• WHAT TO DO: Please copy out the records that follow, word for word.

*** RECORDED INFORMATION Section Begins ***

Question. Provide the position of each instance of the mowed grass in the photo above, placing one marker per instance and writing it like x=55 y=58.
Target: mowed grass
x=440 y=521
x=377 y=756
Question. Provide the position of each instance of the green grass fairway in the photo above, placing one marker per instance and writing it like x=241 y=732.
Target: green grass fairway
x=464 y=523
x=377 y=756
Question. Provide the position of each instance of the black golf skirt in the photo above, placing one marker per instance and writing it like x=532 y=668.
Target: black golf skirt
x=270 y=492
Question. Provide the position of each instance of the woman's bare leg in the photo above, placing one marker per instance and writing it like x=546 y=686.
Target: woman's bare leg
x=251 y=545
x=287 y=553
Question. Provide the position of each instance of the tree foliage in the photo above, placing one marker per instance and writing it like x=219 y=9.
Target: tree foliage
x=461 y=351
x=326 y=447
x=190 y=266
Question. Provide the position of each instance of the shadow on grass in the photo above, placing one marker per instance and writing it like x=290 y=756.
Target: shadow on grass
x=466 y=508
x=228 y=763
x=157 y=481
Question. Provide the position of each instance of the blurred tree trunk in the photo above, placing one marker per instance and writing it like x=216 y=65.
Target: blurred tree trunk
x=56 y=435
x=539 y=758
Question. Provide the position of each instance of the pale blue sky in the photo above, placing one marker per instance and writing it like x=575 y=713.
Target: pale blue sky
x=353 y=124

*** RECORDED INFORMATION Section Ends ***

• EXPECTED ANSWER:
Question. Provide the position of each instance of the mowed grass in the photo above, placing one marker per instance and writing it like x=55 y=58.
Target: mowed grass
x=440 y=521
x=377 y=756
Question. Provide the position of each instance of the green grass fairway in the photo above, placing one marker per instance and writing it like x=241 y=732.
Target: green grass fairway
x=464 y=523
x=377 y=756
Question. Provide the position of each instance of the black golf skirt in the photo above, placing one marker per instance and writing it like x=532 y=668.
Target: black golf skirt
x=270 y=492
Question. Provide the position of each instance of the woman's bare leg in the photo above, placing one marker per instance and writing it like x=546 y=686.
Target: woman's bare leg
x=251 y=545
x=287 y=553
Question. Provide the position of each instance of the tree foliage in the photo above, placing one marker per instance and writing it like x=219 y=9.
Target: tree foliage
x=461 y=351
x=326 y=447
x=190 y=266
Question. Provide the position of each instance of the shadow on grass in the photo above, placing one marker per instance and writing it like x=290 y=756.
Target: shadow on grass
x=466 y=508
x=228 y=763
x=157 y=481
Question. Provide the position of each instance of the blurred tree trunk in the photo above, placing one marker per instance and writing it like x=216 y=65.
Target: blurred tree trunk
x=56 y=435
x=539 y=758
Question. Provide the position of each instance of the pale blue sky in the photo above, placing one marker per instance and writing it like x=575 y=713.
Target: pale blue sky
x=353 y=124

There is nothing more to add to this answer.